Pick up the post about visiting the Palestra and Hobey Baker Memorial Rink after its last sentence and keep it going.

> **Page extract**
--- START ---
There’s no more storied venue in the history of college basketball than the Palestra in Philadelphia, and I was privileged to make my first visit there Saturday. My friend Jerry and I drove to the University of Pennsylvania campus to watch a men’s game in which the home Quakers dominated the Harvard Crimson for an Ivy League victory.
It was the second game in a row for us at a famous college sports venue. A couple of weeks earlier with two other friends, we watched Princeton beat Providence in men’s hockey at Hobey Baker Memorial Rink on the Princeton campus.
Baker Rink was built in 1922, named for Hobart “Hobie” Baker, a Class of 1914 graduate of Princeton who was one of the greatest athletes of that decade. He died in a plane crash in France shortly after serving with American forces in World War 1.
The first hockey game was played at Baker rink in January 1923. Princeton had a great celebration of the 100th anniversary of the rink in early January this year, and I watched the Princeton men’s team beat Dartmouth as part of the centennial events.
The Palestra (pictured at the top of this post) is known as the Cathedral of College Basketball. It was built four years after Baker rink. The two arenas have a similar classic vibe, from their brick exteriors to the narrow walkways around the entryways to the seats, to the close-in spectator access to the action on court and on ice.
--- END ---
Records from a dataset:
--- START ---
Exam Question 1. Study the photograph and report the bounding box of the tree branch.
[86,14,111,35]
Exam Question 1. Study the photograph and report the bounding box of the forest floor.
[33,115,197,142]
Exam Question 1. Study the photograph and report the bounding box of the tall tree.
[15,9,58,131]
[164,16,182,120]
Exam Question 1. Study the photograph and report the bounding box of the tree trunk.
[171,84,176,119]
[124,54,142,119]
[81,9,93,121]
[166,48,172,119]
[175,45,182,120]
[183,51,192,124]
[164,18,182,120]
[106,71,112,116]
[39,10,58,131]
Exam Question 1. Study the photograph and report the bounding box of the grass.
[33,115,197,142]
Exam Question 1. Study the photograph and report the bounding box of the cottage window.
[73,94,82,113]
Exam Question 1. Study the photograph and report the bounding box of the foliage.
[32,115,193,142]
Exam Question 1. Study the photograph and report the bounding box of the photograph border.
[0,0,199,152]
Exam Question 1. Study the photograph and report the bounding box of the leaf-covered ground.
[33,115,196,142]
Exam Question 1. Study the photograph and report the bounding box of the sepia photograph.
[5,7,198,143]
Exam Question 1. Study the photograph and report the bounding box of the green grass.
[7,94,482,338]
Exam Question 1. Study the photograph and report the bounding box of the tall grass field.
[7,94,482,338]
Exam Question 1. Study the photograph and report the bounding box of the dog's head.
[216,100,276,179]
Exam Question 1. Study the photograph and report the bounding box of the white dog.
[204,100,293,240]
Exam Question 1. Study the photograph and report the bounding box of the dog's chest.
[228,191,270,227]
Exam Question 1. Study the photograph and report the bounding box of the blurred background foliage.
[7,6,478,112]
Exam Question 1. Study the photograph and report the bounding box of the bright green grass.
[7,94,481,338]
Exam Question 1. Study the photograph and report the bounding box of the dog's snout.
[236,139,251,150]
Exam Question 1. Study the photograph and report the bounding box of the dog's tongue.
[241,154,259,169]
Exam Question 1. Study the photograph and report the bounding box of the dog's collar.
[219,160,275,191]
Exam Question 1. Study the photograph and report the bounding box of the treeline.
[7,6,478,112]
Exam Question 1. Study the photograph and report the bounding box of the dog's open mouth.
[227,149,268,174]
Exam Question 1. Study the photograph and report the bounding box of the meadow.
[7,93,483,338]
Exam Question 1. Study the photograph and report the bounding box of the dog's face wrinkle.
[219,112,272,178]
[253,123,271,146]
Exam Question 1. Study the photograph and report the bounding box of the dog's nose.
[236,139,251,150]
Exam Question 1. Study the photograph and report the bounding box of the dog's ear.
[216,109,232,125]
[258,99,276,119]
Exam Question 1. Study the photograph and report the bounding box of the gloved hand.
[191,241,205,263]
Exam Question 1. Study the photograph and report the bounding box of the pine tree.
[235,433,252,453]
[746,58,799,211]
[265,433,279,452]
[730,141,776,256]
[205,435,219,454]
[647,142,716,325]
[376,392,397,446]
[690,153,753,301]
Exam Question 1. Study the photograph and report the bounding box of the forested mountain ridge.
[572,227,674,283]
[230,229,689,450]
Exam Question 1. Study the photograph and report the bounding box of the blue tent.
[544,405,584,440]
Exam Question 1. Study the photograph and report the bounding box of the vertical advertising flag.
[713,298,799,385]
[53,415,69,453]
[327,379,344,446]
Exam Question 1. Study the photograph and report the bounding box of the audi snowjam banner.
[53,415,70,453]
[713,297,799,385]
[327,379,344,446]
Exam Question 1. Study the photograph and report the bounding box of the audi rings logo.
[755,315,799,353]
--- END ---
> **Result of the task**
Baker Rink (pictured at bottom) has a cool, if small exhibit on Hobey Baker (a portrait, his old skates, etc.) in a corner of the building. There’s also a tribute exhibit to Patty Kazmaier, an outstanding Princeton hockey player who died of a rare blood disease at age 28.
The annual awards for the top male and female college hockey players are named in memory, respectively, of Baker and Kazmaier, two remarkable Princetonians who tragically died too young.
At the Palestra, the history of Philadelphia’s “Big 5” basketball schools (Penn plus LaSalle, St. Joseph, Temple and Villanova) is nicely on display around the concourse. There’s a section on the longstanding, intense rivalry between Penn and Princeton, a series that Penn leads over the Tigers 126-120. The two played what is considered the first modern college basketball game, between two squads of five players on each side.
If your travels bring you to the New York-Philadelphia area, check out these two great college venues on two great Ivy League campuses that are an hour’s drive apart.